-- EXTRACT follows --

AI agent multi-step workflows: building complex pipelines

Q: How do you manage state across multiple agent steps?

Use a shared state object (serialisable to JSON) that each step can read and write. Include step history, intermediate results, errors, and cost tracking. Persist state between steps in a database or queue so workflows survive restarts.

How to design and build multi-step agent workflows. sequential chains, parallel execution, conditional branching, and human-in-the-loop checkpoints.

TL;DR: The first time I ran an agent with 3 sequential steps, it lost track by step 4. The state was gone, the error handling was missing, and the API bill kept growing. Multi-step workflows need state machines, not prompt engineering. Here are the 4 patterns that work.

Research from the ReAct paper (Yao et al., 2022) shows that interleaving reasoning steps with tool use significantly outperforms single-step LLM calls on complex tasks. The LangGraph documentation provides the graph-based architecture for multi-step agent workflows.

A single LLM call is not an agent workflow. It’s a completion. The real power, and the real complexity, starts when you chain multiple steps together: fetch data, analyse it, make decisions, take actions, verify results.

I’ve built multi-step workflows for document processing, content generation, customer support triage, and code review agents. The patterns repeat across all of them. Here’s what I’ve learned about orchestrating complex agent pipelines.

Key takeaways:

Four core patterns: sequential, parallel fan-out, conditional branching, and loop with HITL checkpoints

State management is the hardest part: persist state between steps so workflows survive failures

Error handling at each step: retry → fallback → flag for human review

LangGraph works well for complex state machines; custom works better for cost-sensitive or tightly integrated workflows

Multi-step workflows cost 3-10x more than single-step agents: budget accordingly

What are the four multi-step workflow patterns?

Every multi-step agent workflow is a combination of these four patterns. Master these, and you can orchestrate anything.

1. Sequential chain

The simplest pattern: step A feeds into step B, which feeds into step C. Each step depends on the previous one.

-- EXTRACT concluded --
-- SUPPLIED DATA follows --

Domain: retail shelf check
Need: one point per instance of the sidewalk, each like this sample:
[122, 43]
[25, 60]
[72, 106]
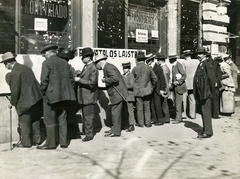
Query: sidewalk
[171, 151]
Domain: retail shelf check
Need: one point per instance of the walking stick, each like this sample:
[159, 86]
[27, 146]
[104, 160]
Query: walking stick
[124, 98]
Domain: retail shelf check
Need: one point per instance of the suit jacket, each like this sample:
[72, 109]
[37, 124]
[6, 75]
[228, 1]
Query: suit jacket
[161, 83]
[144, 78]
[87, 91]
[204, 80]
[25, 89]
[178, 70]
[129, 81]
[114, 83]
[57, 80]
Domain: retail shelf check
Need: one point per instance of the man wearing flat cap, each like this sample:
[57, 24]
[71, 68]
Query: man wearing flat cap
[145, 80]
[117, 92]
[129, 81]
[57, 88]
[178, 86]
[87, 92]
[26, 96]
[203, 88]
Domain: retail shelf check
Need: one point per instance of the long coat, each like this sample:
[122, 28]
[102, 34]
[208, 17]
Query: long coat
[57, 80]
[88, 85]
[204, 80]
[129, 81]
[114, 79]
[25, 89]
[144, 78]
[181, 87]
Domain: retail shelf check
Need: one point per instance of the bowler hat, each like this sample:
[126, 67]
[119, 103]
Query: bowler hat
[201, 50]
[7, 56]
[49, 47]
[172, 57]
[158, 56]
[66, 54]
[99, 58]
[87, 51]
[126, 65]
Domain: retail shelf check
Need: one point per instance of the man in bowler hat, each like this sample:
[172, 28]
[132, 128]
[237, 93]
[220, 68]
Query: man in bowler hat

-- SUPPLIED DATA concluded --

INSTRUCTIONS |
a) In the article on multi-step agent workflows, condense the paragraph beginning "A single LLM call is not an agent workflow" into a short bulleted list that keeps its main facts.
b) Render this sentence from the article on multi-step agent workflows in Spanish: "Multi-step workflows need state machines, not prompt engineering."
c) Resume the article on multi-step agent workflows, picking up right after its final sentence.

RESPONSES BY TASK |
a)
- A single LLM call is a completion, not an agent workflow.
- Real power and complexity begin when multiple steps are chained together.
- Typical steps are fetching data, analyzing it, making decisions, taking actions and verifying results.

b) Los flujos de trabajo de varios pasos necesitan máquinas de estado, no ingeniería de prompts.

c)
class SequentialWorkflow:
 def __init__(self, steps: list):
 self.steps = steps # List of (name, handler) tuples

 async def run(self, initial_input: dict) -> dict:
 context = initial_input

 for step_name, handler in self.steps:
 print(f" → Running step: {step_name}")

 try:
 result = await handler(context)
 context[step_name] = result
 context["last_step"] = step_name
 except Exception as e:
 return {
 "success": False,
 "error": f"Step '{step_name}' failed: {str(e)}",
 "context": context
 }

 return {"success": True, "context": context}

When to use: Any workflow where each step builds on the previous one. Document processing (extract → classify → redact → store), content generation (research → outline → draft → review), data pipelines.

Watch out for: Long chains where an error in step 2 wastes the work of step 1. Always check whether earlier steps can be rolled back or compensated.

2. Parallel fan-out

One agent analyses the input, determines sub-tasks, and spawns multiple worker agents that run in parallel. The results are collected and merged.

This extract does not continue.